Copy out every line of the records that contains the word "tree".
========
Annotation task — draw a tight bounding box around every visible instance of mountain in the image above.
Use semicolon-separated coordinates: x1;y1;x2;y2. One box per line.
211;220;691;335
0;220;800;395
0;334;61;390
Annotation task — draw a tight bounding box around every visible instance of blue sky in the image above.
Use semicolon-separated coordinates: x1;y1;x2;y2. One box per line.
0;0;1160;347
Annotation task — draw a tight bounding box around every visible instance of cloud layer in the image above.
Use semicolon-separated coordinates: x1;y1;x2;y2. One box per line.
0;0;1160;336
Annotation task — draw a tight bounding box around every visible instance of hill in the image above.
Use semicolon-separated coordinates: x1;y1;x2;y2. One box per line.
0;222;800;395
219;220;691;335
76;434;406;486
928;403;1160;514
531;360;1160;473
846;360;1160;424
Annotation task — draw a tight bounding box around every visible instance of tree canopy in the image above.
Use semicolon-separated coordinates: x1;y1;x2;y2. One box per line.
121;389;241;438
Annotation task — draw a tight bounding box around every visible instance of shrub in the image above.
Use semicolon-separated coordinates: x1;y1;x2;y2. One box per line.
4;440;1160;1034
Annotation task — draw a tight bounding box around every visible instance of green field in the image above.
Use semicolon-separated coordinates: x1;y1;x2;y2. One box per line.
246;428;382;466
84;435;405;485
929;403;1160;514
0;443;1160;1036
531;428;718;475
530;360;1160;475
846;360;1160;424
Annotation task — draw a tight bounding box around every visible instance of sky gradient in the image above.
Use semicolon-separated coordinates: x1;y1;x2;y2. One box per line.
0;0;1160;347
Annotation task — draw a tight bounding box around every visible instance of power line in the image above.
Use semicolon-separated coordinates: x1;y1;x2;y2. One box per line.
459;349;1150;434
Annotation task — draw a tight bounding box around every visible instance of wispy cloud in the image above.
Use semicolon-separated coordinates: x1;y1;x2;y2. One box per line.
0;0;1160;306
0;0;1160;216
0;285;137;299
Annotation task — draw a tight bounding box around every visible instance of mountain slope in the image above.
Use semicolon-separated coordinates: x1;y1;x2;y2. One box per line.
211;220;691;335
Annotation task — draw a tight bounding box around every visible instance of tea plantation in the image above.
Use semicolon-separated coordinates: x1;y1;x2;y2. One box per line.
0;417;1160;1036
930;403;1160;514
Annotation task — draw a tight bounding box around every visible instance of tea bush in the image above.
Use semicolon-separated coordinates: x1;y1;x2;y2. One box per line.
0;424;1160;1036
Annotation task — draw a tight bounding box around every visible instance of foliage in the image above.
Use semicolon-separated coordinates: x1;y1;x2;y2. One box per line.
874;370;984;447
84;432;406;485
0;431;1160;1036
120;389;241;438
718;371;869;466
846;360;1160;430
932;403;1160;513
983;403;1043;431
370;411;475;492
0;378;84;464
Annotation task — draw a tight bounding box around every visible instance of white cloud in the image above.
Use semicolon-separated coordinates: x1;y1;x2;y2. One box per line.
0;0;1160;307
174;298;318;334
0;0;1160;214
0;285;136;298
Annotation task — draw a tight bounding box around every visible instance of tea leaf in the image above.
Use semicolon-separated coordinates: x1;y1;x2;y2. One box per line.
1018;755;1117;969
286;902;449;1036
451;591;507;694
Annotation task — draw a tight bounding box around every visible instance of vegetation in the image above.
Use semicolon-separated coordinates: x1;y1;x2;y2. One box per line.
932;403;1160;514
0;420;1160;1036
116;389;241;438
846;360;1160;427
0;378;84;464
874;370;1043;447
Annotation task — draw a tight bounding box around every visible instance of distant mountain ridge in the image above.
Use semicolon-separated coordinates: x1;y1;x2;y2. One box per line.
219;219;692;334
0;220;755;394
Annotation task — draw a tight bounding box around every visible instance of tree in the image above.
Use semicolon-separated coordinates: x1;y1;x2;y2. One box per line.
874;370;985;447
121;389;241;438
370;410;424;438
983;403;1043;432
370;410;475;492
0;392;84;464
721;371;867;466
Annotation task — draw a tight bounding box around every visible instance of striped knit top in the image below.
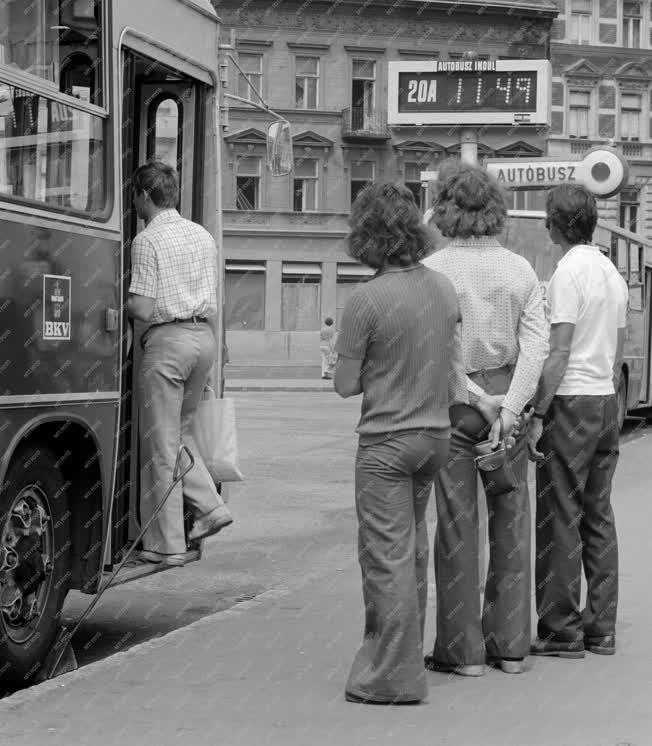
========
▶ _Task result_:
Annotation task — draw a tight bounding box around every visible instance of tree canopy in the image above.
Annotation task — draw a tight bounding box around every visible instance of tree in the image above.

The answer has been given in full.